**WORK INSTRUCTIONS**
Rewrite the data below as a two-column Markdown table headed No. and Line. Give each nonblank line its own numbered row.

**GIVEN DATA**
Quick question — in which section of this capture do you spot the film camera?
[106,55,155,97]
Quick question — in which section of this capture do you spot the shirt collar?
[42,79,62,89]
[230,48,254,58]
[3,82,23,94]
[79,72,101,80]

**THE SOLUTION**
| No. | Line |
|---|---|
| 1 | Quick question — in which section of this capture do you spot the film camera? |
| 2 | [106,55,155,97] |
| 3 | Quick question — in which section of this capture do you spot the shirt collar? |
| 4 | [42,79,62,89] |
| 5 | [230,48,254,58] |
| 6 | [3,82,23,94] |
| 7 | [79,72,101,80] |